任务要求:
在这道二叉树遍历题目中，要求写出这棵树的哪一种遍历序列？

MOOC資料結構PTA-03-樹3 Tree Traversals Again
題目表述
An inorder binary tree traversal can be implemented in a non-recursive way with a stack. For example, suppose that when a 6-node binary tree (with the keys numbered from 1 to 6) is traversed, the stack operations are: push(1); push(2); push(3); pop(); pop(); push(4); pop(); pop(); push(5); push(6); pop(); pop(). Then a unique binary tree (shown in Figure 1) can be generated from this sequence of operations. Your task is to give the postorder traversal sequence of this tree.

待查数据:

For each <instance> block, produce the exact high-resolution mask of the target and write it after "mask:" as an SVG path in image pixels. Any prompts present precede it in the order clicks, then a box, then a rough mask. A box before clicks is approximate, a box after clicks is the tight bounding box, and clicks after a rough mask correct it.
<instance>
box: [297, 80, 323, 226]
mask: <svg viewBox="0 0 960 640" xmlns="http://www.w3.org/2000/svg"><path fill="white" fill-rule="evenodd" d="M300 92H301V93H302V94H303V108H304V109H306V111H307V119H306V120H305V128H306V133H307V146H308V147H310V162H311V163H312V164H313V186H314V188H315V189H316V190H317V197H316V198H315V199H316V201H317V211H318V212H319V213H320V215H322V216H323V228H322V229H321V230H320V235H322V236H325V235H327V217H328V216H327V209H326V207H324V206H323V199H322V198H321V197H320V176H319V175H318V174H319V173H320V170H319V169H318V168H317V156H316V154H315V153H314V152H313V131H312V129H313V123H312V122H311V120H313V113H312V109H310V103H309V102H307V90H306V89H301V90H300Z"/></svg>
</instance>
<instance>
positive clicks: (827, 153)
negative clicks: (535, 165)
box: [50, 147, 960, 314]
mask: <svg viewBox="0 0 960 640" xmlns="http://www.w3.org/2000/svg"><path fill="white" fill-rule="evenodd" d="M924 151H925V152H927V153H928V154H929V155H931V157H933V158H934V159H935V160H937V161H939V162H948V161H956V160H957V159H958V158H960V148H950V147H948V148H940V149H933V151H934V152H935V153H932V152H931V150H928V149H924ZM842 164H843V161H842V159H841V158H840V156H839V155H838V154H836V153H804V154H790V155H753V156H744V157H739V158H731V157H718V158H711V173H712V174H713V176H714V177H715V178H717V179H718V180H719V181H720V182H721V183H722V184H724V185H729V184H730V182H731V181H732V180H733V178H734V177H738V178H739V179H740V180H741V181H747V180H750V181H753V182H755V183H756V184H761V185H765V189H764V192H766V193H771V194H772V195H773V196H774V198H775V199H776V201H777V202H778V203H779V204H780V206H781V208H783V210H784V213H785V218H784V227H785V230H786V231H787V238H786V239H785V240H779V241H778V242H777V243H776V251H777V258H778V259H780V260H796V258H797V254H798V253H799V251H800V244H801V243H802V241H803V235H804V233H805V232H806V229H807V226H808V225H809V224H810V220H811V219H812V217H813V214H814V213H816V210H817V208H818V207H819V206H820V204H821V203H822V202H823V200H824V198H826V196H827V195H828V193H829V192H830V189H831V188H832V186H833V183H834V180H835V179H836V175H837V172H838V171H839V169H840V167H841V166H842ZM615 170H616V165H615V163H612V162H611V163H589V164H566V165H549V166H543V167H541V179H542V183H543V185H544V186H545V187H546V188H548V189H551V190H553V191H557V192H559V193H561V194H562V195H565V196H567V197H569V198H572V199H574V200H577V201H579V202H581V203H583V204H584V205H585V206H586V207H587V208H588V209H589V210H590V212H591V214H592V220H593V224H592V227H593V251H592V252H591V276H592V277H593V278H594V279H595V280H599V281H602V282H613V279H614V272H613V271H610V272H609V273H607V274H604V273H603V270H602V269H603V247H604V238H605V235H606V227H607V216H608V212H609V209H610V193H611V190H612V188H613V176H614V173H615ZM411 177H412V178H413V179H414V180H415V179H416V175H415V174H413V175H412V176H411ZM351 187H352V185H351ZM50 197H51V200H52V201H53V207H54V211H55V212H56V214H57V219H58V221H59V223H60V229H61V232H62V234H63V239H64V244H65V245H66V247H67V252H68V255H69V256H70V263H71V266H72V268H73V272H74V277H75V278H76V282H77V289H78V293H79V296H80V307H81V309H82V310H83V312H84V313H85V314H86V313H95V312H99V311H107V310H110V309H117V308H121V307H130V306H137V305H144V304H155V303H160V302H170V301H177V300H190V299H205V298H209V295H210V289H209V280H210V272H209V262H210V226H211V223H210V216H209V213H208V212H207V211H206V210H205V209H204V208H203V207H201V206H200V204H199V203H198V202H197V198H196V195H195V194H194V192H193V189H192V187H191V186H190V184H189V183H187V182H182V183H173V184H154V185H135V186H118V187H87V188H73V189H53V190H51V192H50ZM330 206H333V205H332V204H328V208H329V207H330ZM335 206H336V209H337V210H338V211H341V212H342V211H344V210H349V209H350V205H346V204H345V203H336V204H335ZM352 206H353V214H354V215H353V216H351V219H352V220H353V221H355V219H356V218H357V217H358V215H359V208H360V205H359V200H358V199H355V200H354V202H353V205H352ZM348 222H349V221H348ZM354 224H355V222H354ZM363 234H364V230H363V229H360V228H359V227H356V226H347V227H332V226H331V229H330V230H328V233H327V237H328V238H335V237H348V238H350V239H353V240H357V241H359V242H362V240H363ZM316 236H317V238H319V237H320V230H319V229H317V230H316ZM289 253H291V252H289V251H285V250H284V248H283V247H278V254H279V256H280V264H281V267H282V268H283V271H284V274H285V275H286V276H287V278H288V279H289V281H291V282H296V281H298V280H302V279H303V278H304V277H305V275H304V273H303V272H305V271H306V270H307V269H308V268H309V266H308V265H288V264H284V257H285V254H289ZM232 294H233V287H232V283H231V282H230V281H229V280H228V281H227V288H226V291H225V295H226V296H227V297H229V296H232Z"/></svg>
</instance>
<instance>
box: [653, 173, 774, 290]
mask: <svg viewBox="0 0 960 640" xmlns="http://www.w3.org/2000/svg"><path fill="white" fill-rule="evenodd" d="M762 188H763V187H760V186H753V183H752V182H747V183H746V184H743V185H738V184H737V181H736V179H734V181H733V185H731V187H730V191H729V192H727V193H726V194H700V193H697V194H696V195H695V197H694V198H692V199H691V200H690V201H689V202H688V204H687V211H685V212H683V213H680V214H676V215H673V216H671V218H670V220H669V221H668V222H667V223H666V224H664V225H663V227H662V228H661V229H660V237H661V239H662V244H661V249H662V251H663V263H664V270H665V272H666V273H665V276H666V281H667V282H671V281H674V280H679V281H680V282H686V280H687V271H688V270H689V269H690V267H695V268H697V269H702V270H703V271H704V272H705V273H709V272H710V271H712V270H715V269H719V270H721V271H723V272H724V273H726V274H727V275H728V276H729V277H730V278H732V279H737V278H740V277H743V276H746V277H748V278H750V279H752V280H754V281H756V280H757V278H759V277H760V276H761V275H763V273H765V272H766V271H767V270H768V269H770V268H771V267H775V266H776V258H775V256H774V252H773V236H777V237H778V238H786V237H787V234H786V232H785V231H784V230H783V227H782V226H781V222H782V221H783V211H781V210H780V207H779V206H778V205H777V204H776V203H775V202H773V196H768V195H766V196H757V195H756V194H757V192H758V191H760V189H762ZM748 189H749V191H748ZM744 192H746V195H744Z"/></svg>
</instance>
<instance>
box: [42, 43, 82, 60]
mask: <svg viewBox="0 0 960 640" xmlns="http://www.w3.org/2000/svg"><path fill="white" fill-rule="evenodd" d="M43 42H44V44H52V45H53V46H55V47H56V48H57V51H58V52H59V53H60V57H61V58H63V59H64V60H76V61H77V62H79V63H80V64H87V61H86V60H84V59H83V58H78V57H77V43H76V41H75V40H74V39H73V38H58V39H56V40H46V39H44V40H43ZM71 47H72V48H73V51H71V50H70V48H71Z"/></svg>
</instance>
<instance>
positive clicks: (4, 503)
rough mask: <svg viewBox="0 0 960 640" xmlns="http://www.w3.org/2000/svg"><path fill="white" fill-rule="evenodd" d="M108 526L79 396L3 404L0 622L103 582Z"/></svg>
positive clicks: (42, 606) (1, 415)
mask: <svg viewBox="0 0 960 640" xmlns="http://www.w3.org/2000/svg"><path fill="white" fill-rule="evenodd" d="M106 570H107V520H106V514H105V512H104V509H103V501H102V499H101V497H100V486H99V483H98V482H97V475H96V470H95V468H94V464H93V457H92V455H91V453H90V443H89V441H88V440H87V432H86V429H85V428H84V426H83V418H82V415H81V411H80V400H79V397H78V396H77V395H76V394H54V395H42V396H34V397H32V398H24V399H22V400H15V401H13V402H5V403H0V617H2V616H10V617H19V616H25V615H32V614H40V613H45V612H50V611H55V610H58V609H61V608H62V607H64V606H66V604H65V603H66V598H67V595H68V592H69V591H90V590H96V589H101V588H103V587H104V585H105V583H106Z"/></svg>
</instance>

参考答案:
后序遍历序列。